Data excerpts Start Marker

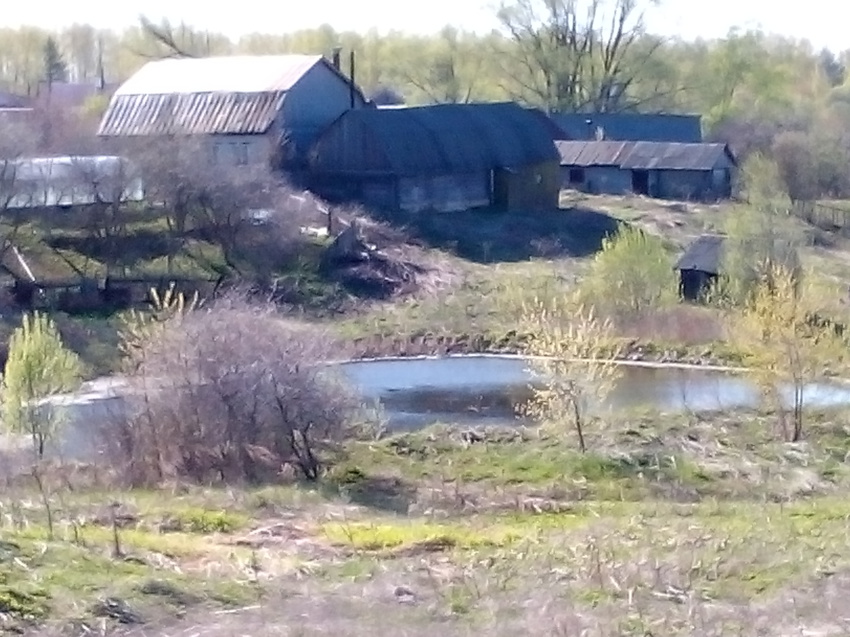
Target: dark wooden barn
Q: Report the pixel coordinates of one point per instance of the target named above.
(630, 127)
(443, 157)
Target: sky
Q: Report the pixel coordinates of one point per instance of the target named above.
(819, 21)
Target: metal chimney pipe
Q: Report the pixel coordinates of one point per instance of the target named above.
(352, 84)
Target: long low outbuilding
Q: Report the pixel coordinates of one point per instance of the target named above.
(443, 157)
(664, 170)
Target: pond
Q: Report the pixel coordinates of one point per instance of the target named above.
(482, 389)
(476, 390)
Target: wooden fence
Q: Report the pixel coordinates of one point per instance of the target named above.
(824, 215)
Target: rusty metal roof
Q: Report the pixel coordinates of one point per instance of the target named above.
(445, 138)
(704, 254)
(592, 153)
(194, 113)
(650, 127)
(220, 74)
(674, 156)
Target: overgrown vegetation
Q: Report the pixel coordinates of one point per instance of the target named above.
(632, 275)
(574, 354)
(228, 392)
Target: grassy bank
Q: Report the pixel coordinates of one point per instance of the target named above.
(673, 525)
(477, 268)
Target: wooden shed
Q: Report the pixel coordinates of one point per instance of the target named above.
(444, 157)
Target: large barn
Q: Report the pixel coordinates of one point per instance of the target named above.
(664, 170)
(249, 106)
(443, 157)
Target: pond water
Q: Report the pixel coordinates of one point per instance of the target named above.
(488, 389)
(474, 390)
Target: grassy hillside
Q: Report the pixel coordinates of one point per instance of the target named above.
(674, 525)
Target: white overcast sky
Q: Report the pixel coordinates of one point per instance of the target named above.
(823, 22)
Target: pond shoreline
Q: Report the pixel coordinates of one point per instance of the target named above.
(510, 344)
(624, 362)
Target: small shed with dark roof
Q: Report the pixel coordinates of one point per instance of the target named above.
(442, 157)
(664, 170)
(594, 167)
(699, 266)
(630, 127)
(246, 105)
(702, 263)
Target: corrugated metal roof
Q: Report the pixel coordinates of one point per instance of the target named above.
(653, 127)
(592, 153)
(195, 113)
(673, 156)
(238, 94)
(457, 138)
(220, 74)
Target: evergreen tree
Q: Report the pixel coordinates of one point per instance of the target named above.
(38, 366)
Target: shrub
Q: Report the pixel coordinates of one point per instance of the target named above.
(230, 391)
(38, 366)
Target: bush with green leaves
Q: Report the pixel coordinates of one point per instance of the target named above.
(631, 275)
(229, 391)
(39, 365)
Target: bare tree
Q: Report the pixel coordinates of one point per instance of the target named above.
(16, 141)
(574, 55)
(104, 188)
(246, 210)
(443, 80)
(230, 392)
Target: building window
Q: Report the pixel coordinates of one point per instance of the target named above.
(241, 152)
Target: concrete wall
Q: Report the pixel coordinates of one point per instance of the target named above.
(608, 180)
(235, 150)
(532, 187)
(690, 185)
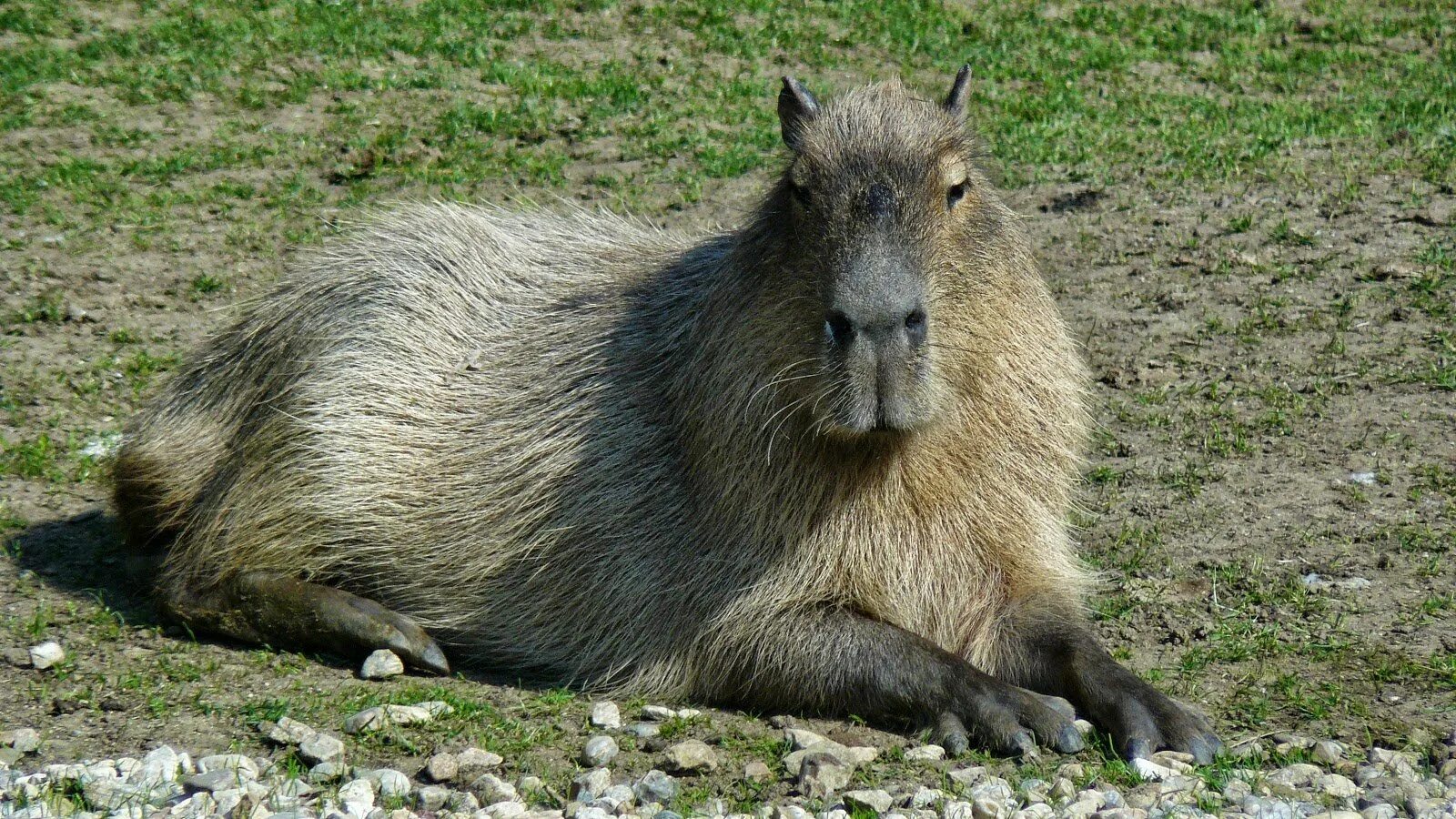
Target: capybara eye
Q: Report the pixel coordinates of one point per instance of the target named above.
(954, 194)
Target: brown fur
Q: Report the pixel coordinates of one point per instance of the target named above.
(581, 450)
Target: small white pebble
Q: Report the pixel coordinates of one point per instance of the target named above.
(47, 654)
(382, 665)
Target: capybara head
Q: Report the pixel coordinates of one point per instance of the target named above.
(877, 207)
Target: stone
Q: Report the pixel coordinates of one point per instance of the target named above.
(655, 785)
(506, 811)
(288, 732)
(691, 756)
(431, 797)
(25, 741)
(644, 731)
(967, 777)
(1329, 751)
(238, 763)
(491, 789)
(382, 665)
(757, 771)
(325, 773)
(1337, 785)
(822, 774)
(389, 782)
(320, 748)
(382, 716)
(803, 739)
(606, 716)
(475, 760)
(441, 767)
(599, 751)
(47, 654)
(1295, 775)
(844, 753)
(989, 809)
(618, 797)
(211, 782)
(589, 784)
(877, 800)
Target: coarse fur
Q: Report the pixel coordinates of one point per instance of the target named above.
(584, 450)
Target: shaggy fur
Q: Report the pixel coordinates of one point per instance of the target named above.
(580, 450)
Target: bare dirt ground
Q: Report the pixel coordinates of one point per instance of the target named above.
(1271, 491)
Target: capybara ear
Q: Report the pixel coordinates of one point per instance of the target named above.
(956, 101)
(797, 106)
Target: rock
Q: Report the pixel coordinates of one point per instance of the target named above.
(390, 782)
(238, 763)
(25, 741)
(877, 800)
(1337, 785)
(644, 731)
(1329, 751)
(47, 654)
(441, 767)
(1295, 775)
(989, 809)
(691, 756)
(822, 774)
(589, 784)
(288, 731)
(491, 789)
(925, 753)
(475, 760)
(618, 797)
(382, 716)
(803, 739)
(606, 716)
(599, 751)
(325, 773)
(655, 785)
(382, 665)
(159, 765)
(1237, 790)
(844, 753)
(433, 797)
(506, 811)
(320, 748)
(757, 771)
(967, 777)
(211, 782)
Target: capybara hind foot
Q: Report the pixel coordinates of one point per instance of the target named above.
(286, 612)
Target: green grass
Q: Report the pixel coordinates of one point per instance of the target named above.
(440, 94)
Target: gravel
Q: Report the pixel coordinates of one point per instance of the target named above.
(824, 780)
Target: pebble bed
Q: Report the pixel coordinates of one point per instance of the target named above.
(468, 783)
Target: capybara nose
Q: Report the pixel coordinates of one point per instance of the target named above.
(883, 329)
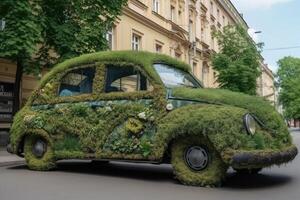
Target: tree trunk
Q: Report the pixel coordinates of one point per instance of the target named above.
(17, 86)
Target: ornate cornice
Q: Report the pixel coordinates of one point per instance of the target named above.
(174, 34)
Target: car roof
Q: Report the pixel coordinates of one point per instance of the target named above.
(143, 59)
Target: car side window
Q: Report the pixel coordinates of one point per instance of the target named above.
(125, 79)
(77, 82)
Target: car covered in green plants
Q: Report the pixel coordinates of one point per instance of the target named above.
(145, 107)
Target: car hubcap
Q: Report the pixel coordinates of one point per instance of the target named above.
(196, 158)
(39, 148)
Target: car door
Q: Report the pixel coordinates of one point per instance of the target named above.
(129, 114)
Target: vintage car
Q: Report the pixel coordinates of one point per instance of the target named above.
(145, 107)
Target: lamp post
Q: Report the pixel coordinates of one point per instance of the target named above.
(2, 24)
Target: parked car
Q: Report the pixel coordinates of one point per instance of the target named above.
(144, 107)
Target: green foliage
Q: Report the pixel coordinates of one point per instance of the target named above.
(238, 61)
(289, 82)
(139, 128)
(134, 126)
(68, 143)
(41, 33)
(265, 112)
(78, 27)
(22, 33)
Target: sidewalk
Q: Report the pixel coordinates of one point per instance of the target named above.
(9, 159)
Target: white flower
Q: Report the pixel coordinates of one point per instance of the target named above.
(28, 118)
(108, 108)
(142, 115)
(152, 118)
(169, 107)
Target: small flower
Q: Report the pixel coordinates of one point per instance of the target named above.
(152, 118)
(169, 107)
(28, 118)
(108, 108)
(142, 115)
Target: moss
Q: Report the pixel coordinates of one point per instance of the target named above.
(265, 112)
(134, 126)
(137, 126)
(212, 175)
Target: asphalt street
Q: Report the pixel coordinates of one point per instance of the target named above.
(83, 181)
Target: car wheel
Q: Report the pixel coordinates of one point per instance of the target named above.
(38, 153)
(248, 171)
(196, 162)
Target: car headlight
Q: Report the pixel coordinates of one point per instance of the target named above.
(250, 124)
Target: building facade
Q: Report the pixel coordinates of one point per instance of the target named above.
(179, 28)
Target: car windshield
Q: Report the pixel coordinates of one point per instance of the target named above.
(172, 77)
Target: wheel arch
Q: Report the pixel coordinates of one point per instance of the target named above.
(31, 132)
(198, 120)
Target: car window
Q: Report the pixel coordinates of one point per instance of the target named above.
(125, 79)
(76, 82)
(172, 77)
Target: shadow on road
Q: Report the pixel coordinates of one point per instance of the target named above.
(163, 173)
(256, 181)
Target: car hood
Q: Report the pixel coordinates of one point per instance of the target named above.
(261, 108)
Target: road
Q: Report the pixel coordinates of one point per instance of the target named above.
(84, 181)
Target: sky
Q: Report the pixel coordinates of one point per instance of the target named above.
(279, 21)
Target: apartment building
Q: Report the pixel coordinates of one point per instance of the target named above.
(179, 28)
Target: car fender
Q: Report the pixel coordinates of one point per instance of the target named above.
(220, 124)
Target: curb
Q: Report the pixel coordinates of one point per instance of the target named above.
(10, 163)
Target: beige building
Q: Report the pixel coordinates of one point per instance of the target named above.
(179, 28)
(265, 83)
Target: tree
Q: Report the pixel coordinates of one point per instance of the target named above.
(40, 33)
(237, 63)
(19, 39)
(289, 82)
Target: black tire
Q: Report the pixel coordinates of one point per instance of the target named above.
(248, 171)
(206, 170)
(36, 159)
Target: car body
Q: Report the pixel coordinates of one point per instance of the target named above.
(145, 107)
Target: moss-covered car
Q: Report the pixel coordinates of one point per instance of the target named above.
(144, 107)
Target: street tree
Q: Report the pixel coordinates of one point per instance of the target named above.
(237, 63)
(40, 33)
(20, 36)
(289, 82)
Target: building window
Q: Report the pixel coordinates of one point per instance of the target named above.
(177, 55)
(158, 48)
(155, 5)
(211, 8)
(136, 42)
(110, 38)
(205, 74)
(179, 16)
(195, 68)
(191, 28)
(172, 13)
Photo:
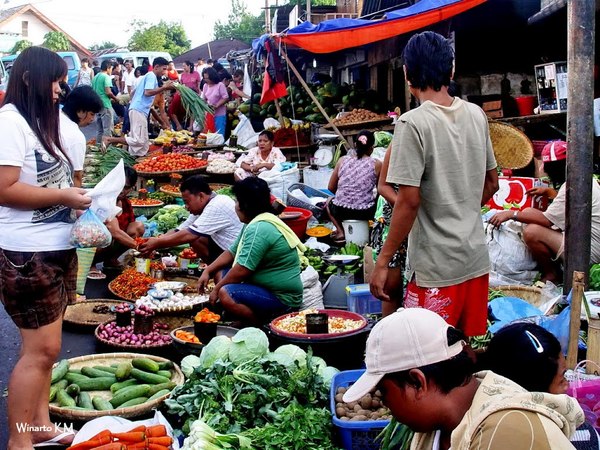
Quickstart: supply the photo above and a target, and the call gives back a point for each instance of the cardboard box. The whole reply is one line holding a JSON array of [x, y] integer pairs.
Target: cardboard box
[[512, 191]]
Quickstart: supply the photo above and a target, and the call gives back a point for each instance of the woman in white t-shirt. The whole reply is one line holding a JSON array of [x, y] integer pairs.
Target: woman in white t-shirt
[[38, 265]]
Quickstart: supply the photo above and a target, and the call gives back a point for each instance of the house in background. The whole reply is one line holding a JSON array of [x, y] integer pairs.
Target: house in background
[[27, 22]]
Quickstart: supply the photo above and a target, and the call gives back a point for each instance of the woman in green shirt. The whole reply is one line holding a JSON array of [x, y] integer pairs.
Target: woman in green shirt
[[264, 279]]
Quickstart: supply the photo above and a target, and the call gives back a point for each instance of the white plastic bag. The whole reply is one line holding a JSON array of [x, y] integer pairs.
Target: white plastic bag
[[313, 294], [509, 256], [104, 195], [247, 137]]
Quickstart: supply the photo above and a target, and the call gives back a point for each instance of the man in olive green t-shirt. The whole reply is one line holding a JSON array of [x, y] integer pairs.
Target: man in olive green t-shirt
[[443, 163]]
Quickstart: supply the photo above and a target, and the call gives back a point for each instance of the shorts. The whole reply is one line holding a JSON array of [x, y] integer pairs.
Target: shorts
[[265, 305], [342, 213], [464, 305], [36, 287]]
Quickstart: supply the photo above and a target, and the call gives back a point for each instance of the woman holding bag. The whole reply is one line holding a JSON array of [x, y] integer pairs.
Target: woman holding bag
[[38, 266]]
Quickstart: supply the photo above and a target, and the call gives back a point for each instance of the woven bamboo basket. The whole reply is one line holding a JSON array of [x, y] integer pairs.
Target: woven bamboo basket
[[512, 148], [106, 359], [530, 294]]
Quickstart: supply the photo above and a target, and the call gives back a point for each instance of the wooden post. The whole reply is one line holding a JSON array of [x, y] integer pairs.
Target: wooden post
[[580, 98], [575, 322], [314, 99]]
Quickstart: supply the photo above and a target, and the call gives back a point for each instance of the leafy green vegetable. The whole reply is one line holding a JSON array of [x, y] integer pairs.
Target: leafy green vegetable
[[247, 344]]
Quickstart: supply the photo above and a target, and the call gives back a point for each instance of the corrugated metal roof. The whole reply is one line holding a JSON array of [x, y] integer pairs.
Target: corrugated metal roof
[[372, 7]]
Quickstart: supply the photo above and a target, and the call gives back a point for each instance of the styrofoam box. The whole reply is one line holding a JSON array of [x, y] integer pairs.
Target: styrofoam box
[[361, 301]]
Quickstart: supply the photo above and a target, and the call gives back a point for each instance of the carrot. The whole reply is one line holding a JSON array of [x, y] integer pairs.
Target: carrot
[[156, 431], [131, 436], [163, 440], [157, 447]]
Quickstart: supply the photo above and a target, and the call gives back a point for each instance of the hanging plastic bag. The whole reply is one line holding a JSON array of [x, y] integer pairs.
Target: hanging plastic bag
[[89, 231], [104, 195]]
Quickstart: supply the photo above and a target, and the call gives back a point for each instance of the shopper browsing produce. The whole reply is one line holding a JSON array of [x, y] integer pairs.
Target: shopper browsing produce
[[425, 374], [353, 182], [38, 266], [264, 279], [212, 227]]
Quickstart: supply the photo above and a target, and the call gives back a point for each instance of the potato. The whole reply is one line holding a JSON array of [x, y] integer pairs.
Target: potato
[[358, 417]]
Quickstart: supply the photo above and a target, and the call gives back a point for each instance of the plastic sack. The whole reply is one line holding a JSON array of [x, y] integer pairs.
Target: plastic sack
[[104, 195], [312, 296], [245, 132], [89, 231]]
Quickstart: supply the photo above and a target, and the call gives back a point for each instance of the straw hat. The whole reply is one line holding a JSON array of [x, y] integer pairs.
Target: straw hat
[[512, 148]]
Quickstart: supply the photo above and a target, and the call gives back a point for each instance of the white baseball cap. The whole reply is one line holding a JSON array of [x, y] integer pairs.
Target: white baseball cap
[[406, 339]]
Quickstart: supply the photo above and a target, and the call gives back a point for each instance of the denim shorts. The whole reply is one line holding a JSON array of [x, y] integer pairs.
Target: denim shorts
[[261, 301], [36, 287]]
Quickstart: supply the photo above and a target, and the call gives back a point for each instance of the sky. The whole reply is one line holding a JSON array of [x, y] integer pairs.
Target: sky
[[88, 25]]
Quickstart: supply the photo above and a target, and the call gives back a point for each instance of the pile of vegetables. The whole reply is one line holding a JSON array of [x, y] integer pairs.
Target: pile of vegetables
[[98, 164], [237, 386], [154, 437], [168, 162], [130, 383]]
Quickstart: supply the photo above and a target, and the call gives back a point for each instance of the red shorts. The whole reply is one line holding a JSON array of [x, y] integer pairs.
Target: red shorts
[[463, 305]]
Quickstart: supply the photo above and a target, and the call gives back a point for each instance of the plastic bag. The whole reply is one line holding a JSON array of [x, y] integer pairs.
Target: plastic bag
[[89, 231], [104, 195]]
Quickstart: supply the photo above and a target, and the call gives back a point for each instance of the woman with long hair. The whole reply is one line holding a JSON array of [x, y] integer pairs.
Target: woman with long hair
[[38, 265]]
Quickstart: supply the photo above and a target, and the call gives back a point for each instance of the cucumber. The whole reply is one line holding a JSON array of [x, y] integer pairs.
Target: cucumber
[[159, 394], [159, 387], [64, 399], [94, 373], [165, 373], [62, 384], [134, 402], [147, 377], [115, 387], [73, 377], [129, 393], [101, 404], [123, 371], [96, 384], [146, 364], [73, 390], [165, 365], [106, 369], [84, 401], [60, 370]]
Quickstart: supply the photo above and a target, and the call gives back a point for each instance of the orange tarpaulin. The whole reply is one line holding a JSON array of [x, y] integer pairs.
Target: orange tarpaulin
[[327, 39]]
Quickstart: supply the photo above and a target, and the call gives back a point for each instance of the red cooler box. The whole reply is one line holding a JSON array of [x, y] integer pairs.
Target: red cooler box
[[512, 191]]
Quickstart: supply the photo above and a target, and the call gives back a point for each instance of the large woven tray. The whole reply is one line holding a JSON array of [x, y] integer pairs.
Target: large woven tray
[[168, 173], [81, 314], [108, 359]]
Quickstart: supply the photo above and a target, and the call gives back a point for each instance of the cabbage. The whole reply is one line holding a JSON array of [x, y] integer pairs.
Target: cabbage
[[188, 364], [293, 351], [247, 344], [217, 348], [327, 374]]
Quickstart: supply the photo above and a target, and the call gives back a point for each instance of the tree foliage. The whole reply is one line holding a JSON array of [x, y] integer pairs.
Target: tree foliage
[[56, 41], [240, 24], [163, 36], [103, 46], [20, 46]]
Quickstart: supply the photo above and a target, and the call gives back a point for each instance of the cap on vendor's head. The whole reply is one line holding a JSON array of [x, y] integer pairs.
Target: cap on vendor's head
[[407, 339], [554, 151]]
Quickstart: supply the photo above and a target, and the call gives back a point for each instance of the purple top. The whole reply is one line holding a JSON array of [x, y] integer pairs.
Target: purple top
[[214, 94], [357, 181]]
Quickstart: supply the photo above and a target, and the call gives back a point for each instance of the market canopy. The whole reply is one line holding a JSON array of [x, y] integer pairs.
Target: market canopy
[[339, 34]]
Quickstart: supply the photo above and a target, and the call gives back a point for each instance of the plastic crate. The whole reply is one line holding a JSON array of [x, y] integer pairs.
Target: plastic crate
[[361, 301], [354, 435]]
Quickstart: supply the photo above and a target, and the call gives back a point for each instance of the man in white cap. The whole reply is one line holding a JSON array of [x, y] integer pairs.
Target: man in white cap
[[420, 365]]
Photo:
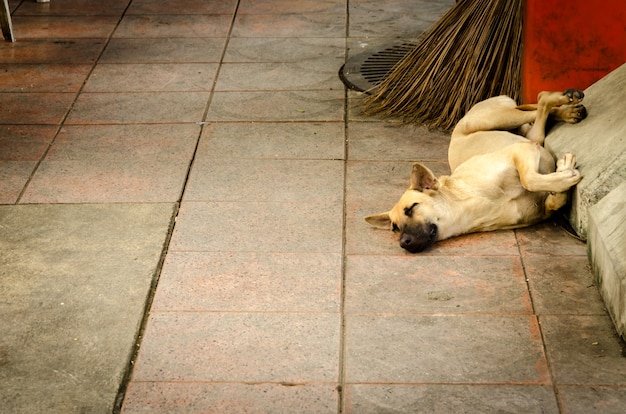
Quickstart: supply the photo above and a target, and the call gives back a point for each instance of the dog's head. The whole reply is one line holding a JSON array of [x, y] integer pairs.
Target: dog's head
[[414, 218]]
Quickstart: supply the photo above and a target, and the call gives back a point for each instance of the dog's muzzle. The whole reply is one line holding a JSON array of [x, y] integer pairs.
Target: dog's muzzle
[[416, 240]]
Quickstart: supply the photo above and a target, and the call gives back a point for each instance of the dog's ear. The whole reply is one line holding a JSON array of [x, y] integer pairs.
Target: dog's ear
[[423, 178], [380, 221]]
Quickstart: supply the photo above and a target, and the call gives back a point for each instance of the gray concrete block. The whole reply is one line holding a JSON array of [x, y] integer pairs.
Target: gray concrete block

Data excerpts End Marker

▶ _Exercise objective_
For the listing above, identify each line bearing "concrete".

▶ _Result for this exercise_
Target: concrete wall
Quickstart: supply the photo above and a target, and the call gives back a point for each instance of the gray concrete block. The whole reply is one line holding a JSON array of [x, y] integer pairs.
Target: gray concrete block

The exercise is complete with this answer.